Required work. Copy out every record below with complete accuracy.

___

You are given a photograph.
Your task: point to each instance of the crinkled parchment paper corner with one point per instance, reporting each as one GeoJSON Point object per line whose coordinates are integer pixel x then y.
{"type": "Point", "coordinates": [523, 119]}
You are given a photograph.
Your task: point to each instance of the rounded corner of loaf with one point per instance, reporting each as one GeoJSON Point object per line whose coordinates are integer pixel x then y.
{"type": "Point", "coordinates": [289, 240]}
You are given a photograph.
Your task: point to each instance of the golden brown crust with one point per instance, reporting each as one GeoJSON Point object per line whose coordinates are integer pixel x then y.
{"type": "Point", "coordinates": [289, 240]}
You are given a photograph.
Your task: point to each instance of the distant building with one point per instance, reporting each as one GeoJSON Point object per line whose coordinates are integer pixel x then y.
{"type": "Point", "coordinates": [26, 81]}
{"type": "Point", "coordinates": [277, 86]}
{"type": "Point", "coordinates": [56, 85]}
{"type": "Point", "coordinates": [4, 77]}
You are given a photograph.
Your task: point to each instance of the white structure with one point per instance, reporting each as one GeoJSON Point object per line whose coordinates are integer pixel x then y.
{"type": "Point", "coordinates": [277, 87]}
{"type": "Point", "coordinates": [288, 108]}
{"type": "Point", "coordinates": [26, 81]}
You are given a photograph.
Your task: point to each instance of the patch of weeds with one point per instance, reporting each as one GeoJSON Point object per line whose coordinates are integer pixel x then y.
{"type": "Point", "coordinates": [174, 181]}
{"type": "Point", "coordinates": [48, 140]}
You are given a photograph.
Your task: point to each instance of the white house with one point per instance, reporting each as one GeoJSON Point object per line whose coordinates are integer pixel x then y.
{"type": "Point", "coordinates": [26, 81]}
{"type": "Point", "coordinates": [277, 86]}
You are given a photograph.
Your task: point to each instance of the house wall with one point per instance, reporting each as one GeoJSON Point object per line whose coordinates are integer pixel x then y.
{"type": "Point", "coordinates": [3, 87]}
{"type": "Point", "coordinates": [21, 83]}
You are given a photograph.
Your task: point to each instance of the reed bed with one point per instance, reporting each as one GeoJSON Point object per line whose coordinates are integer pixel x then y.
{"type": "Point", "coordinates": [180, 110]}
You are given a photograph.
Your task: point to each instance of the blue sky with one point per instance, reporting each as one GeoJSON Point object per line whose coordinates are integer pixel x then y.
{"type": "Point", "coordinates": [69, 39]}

___

Task output.
You are given a photograph.
Your task: point to each instance of the crinkled parchment paper corner with one point per instance, reporting each as one GeoJSON Point object per line whose coordinates are integer pixel x then y.
{"type": "Point", "coordinates": [523, 119]}
You are given a photograph.
Your task: point to each instance of the rounded corner of loaf with one point per instance, reporting each as one GeoJSON Point object per line whose coordinates are integer pixel x then y.
{"type": "Point", "coordinates": [289, 240]}
You are given a photograph.
Your task: point to each instance of the golden brown crust with one point per instance, reporting each as one GeoJSON Point object per line whose coordinates are integer pixel x then y.
{"type": "Point", "coordinates": [289, 240]}
You are given a photograph.
Your task: point to each instance of the distant building with one point per instance, reporting each as one GeoJSON Point object per line whose coordinates are integer pixel x then y.
{"type": "Point", "coordinates": [26, 81]}
{"type": "Point", "coordinates": [277, 86]}
{"type": "Point", "coordinates": [56, 85]}
{"type": "Point", "coordinates": [4, 77]}
You are given a photograph.
Your task: point to each instance of the white structure with one point per instance, reporting each as one GeoJSON Point object per line whose coordinates are integer pixel x then y.
{"type": "Point", "coordinates": [277, 87]}
{"type": "Point", "coordinates": [288, 108]}
{"type": "Point", "coordinates": [26, 81]}
You are given a photograph.
Your task: point to each instance of the patch of weeds with one point per instance, reporting each as one GeoJSON Point object per line whose coordinates are integer pixel x then y.
{"type": "Point", "coordinates": [174, 181]}
{"type": "Point", "coordinates": [48, 140]}
You are given a photograph.
Your task: point to each instance of the white house with one point per instance, reporting each as one GeoJSON Point object per line whose coordinates are integer pixel x then y.
{"type": "Point", "coordinates": [26, 81]}
{"type": "Point", "coordinates": [277, 86]}
You are given a photograph.
Your task: point to each instance of the house wall with one point per instance, reporting each as one GeoJSON Point object per line whose coordinates are integer pixel x then y.
{"type": "Point", "coordinates": [3, 87]}
{"type": "Point", "coordinates": [21, 83]}
You are given a photograph.
Your task: point to each instance of the reed bed with one point per instance, reporting each as one GeoJSON Point object per line whose coordinates are integer pixel x then y.
{"type": "Point", "coordinates": [180, 110]}
You are given a photograph.
Your task: point to each instance of the blue sky with one point per instance, reporting each as one GeoJSON Point object per line whose coordinates are integer pixel x then y.
{"type": "Point", "coordinates": [69, 39]}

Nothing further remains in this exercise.